··· MATERIAL FOR THIS EXERCISE ···

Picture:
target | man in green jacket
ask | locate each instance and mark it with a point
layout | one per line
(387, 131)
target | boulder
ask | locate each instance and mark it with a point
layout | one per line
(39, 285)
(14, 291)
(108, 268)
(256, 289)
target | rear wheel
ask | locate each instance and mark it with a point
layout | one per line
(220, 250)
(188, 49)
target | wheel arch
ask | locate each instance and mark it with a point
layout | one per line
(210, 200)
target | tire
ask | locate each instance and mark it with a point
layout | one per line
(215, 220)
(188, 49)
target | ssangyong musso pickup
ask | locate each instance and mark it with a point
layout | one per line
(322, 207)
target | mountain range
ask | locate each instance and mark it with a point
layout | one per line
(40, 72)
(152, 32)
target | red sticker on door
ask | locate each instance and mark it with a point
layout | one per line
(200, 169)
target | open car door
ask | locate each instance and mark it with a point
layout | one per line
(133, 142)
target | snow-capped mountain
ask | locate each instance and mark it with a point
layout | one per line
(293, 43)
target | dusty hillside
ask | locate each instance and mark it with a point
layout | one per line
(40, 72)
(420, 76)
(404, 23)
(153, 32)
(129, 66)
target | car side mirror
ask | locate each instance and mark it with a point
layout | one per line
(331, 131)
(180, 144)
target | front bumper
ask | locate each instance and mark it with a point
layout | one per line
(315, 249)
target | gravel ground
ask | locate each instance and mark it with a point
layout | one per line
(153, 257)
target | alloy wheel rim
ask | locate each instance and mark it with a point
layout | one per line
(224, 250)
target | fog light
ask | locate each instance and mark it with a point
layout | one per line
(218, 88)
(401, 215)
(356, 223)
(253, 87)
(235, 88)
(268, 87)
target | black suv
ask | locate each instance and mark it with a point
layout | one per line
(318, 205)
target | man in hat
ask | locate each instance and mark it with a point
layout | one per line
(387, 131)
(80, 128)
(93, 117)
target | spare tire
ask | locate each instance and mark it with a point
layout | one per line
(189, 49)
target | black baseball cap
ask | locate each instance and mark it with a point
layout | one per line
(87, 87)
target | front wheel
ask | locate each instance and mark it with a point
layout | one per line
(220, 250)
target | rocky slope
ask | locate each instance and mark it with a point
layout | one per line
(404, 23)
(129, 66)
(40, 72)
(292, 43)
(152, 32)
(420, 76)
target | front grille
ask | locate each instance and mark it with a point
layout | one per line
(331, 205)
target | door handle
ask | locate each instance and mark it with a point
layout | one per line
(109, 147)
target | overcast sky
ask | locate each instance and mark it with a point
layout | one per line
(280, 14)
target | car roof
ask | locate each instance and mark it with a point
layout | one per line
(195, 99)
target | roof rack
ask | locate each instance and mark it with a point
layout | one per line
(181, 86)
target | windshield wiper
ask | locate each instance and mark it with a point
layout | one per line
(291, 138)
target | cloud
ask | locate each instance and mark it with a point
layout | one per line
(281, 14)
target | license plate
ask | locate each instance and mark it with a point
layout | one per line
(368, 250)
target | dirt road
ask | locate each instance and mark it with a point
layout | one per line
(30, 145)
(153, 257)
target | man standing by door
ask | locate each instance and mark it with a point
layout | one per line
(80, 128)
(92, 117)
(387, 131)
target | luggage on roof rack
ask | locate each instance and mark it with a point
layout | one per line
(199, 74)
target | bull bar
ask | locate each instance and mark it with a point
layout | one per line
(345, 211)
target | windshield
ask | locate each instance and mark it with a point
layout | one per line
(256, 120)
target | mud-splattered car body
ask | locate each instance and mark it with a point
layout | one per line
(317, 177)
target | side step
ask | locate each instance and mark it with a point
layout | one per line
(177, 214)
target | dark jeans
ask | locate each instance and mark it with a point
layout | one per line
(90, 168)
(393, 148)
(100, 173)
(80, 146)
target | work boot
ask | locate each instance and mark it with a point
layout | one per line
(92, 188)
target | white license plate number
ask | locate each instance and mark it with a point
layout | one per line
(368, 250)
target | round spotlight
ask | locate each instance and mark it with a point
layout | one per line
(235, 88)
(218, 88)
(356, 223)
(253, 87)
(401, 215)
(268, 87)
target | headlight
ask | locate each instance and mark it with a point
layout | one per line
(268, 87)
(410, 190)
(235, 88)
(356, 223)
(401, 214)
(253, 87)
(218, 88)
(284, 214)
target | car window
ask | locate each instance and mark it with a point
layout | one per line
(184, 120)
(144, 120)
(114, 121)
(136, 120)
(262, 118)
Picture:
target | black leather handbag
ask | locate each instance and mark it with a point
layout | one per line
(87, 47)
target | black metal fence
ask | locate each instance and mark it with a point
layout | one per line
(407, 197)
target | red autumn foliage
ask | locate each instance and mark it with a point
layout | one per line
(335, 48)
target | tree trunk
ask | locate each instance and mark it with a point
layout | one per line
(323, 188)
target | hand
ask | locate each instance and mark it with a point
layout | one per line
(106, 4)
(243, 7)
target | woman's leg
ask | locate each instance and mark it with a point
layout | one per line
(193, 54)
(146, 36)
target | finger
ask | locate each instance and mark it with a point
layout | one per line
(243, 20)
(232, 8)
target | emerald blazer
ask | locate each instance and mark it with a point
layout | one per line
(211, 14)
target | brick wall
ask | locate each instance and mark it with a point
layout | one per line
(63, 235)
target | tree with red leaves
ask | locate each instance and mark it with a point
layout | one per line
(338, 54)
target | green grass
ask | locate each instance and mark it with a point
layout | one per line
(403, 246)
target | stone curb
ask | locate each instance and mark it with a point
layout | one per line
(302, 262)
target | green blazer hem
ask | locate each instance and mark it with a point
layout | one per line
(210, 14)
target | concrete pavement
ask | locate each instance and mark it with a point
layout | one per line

···

** TASK STATEMENT **
Set every line of the listing down word for word.

** SOLUTION TO THIS EXERCISE **
Picture:
target | man in green jacket
ask | locate each instance and mark it with a point
layout | one per line
(387, 131)
target | boulder
ask | locate each instance and mark it with a point
layout | one per line
(39, 285)
(14, 291)
(108, 268)
(256, 289)
target | rear wheel
ask | locate each instance and mark it with a point
layout | one per line
(220, 250)
(188, 49)
target | wheel arch
ask | locate each instance and mark it with a point
layout | one per line
(210, 200)
target | tire
ask | locate each instance and mark it with a point
layout | one per line
(215, 220)
(188, 49)
target | ssangyong musso pickup
ask | locate each instance and mark it with a point
layout | one per line
(322, 207)
target | mountain range
ask | locate each instance and mark it with a point
layout | one per line
(40, 72)
(152, 32)
target | red sticker on door
ask | locate each instance and mark it with a point
layout | one per line
(200, 169)
target | open car door
ask | locate each instance and mark it with a point
layout | one per line
(133, 142)
target | snow-capped mountain
ask | locate each instance and mark it with a point
layout | one per line
(293, 43)
target | dusty hillside
ask | locate each instance and mark it with a point
layout | one per line
(40, 72)
(420, 76)
(404, 23)
(153, 32)
(129, 66)
target | car side mirror
ask | locate each instance and mark it with a point
layout | one per line
(331, 131)
(180, 144)
target | front bumper
ask | locate each instance and mark it with a point
layout | one per line
(315, 249)
target | gravel ground
ask | locate each instance and mark it with a point
layout | one per line
(153, 257)
target | alloy wheel rim
ask | locate each instance and mark it with a point
layout | one per line
(224, 250)
target | fog light
ask | locate each instance and mark it with a point
layout | one per line
(218, 88)
(401, 215)
(356, 223)
(253, 87)
(235, 88)
(268, 87)
target | black suv
ask | locate each instance and mark it with a point
layout | one per line
(318, 205)
target | man in hat
ask | locate each instance and mark it with a point
layout | one per line
(387, 131)
(80, 128)
(93, 117)
target | spare tire
ask | locate each instance and mark it with a point
layout | one per line
(189, 49)
target | black baseball cap
ask | locate each instance and mark it with a point
layout | one per line
(87, 87)
target | front wheel
ask | locate each instance and mark it with a point
layout | one per line
(220, 250)
target | rocky slope
ask | locate each instance and mark it with a point
layout | one per line
(404, 23)
(129, 66)
(40, 72)
(292, 43)
(152, 32)
(420, 76)
target | front grille
ask | locate each instance and mark it with a point
layout | one per line
(331, 205)
target | door handle
ask | locate each instance and mark it with a point
layout | one per line
(109, 147)
target | overcast sky
ask | locate each instance and mark it with a point
layout | one per line
(280, 14)
target | car roof
ask | locate each instance and mark it with a point
layout | one per line
(195, 99)
target | roof rack
ask | locate each instance and mark it with a point
layout | one per line
(181, 86)
target | windshield wiper
ask | locate each instance and mark it with a point
layout | one per line
(291, 138)
target | cloud
ask | locate each instance and mark it with a point
layout | one per line
(281, 14)
target | license plate
ask | locate each instance and mark it with a point
layout | one per line
(368, 250)
target | dirt road
ask | locate each instance and mark it with a point
layout | one per line
(30, 145)
(153, 257)
target | man standing by door
ask | locate each instance and mark it with a point
layout | one per line
(80, 128)
(92, 117)
(387, 131)
target | luggage on roof rack
ask | locate each instance and mark it with a point
layout | one per line
(199, 74)
target | bull bar
ask | locate each instance and mark it with a point
layout | one per line
(345, 211)
target | windshield
ask | locate each instance and mark it with a point
layout | one per line
(256, 120)
target | mud-splattered car body
ask | locate each instance and mark it with a point
layout | one per line
(317, 177)
target | side step
ask | locate each instance and mark it with a point
layout | one per line
(177, 214)
target | dark jeans
ask | locate each instance and mark it with a point
layout | one per line
(90, 168)
(393, 148)
(100, 173)
(80, 146)
target | work boot
ask | locate each instance and mark it with a point
layout | one per line
(92, 188)
target | white license plate number
ask | locate each instance and mark it with a point
layout | one per line
(368, 250)
target | round spotlight
ask | locate each instance and mark it with a point
layout | one per line
(235, 88)
(218, 88)
(356, 223)
(253, 87)
(401, 215)
(268, 87)
target | headlight
ask | locate each instance and mark it with a point
layout | one per line
(268, 87)
(410, 190)
(235, 88)
(356, 223)
(401, 214)
(253, 87)
(218, 88)
(284, 214)
target | car window
ask | locate each instance and mark it with a point
layout | one per line
(184, 120)
(144, 120)
(114, 121)
(136, 120)
(262, 118)
Picture:
target | black leather handbag
ask | locate each instance and mark it with a point
layout | one per line
(87, 47)
target | black metal fence
ask | locate each instance and mark it with a point
layout | one per line
(407, 197)
target | red autumn foliage
ask | locate each instance and mark it with a point
layout | one per line
(335, 48)
target | tree trunk
ask | locate each instance and mark it with a point
layout | one per line
(323, 188)
target | hand
ask | locate each instance and mark it with a point
layout | one per line
(106, 4)
(243, 7)
target | woman's leg
ask | locate each instance and mark it with a point
layout | one per line
(193, 54)
(146, 36)
target | finger
ask | locate each instance and mark it with a point
layout | one per line
(243, 20)
(232, 8)
target | emerald blazer
ask | locate each instance and mark it with a point
layout | one per line
(211, 14)
target | brick wall
ask | locate each instance and mark it with a point
layout | one per line
(63, 235)
target | tree with red leaves
ask | locate each instance and mark it with a point
layout | one per line
(338, 54)
target | green grass
ask | locate each instance and mark it with a point
layout | one per line
(403, 246)
target | stone curb
ask | locate each instance and mark it with a point
layout | one per line
(302, 262)
target | green blazer hem
ask | locate each instance and mark it with a point
layout | one per line
(210, 14)
target | concrete pavement
ask | locate each instance and mark it with a point
layout | one per line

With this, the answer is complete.